[QUOTED PASSAGE]

--------------------

If he goes that wild at you , say 'give me some slack space' You can't have everything in life working out 100% perfect. Where did he get such a kind of idea in the first place. And if you have reasonable doubts about something, he shouldn't shoot you down, he should listen and be considerate of the situation. So if you ask me, yes he is overreacting. Is he going to change? Hell no, so either you be punctual as he wants you to be, or bail out of this relationship.

 

Ask yourself the question , are you with him so he can make you unhappy, is he with you so you can constantly anger him with a lifestyle that he isn't pleased about? Of course not, couples are supposed to make eachother happy. If one gives a swing to that wheel of hatred by starting an argument, and the other gives another argument as a reply, then the wheel of hatred will keep on spinning forever. So refuse to give another argument, doesn't matter who started it, because the wheel will stop if you keep your arguments at bay. Arguments are like poison, even small arguments can lead to big break ups. So only put love and light into eachothers lives.

--------------------

[GIVEN DATA]
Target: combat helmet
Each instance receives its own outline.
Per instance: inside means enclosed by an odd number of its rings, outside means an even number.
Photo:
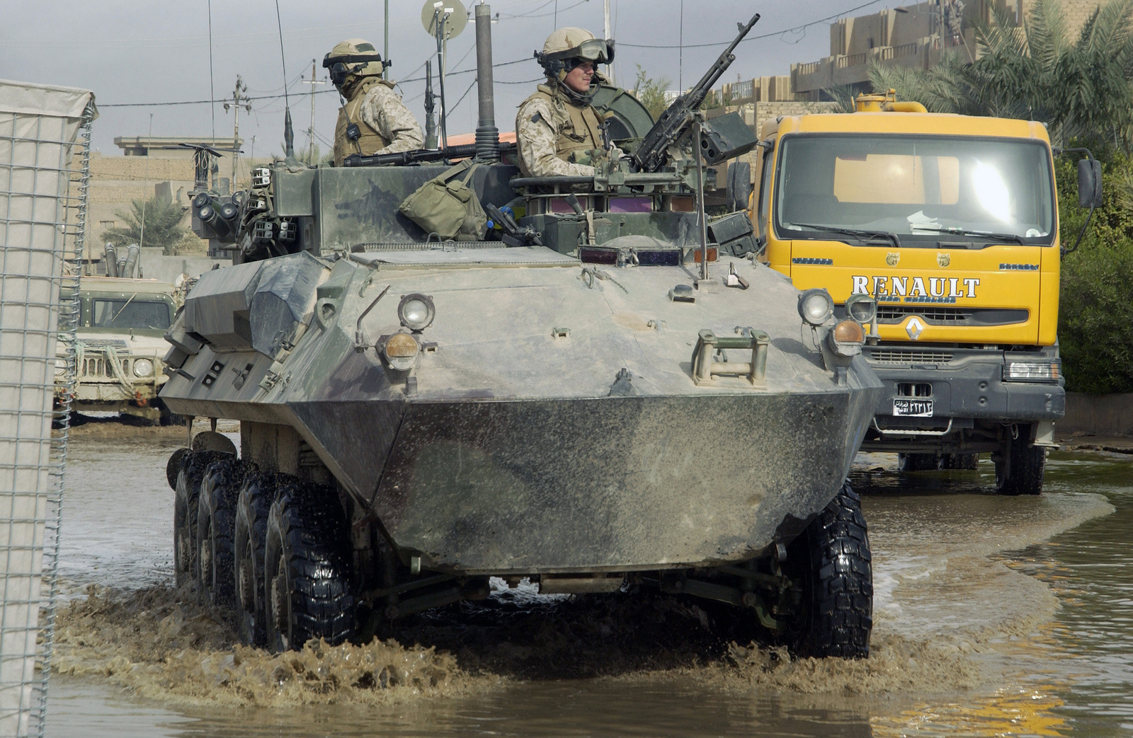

--------------------

[TASKS TO CARRY OUT]
1. Answer these questions from the relationship advice text:
(a) What does it suggest saying if he goes that wild at you?
(b) What does it say couples are supposed to do?
(c) What does it compare arguments to?
2. In the relationship advice text, rewrite the passage starting at "If he goes that" and ending at "of this relationship.", changing "relationship" to "partnership".

[RESPONSES]
1.
(a) 'Give me some slack space'
(b) Make each other happy.
(c) Poison.

2.
If he goes that wild at you , say 'give me some slack space' You can't have everything in life working out 100% perfect. Where did he get such a kind of idea in the first place. And if you have reasonable doubts about something, he shouldn't shoot you down, he should listen and be considerate of the situation. So if you ask me, yes he is overreacting. Is he going to change? Hell no, so either you be punctual as he wants you to be, or bail out of this partnership.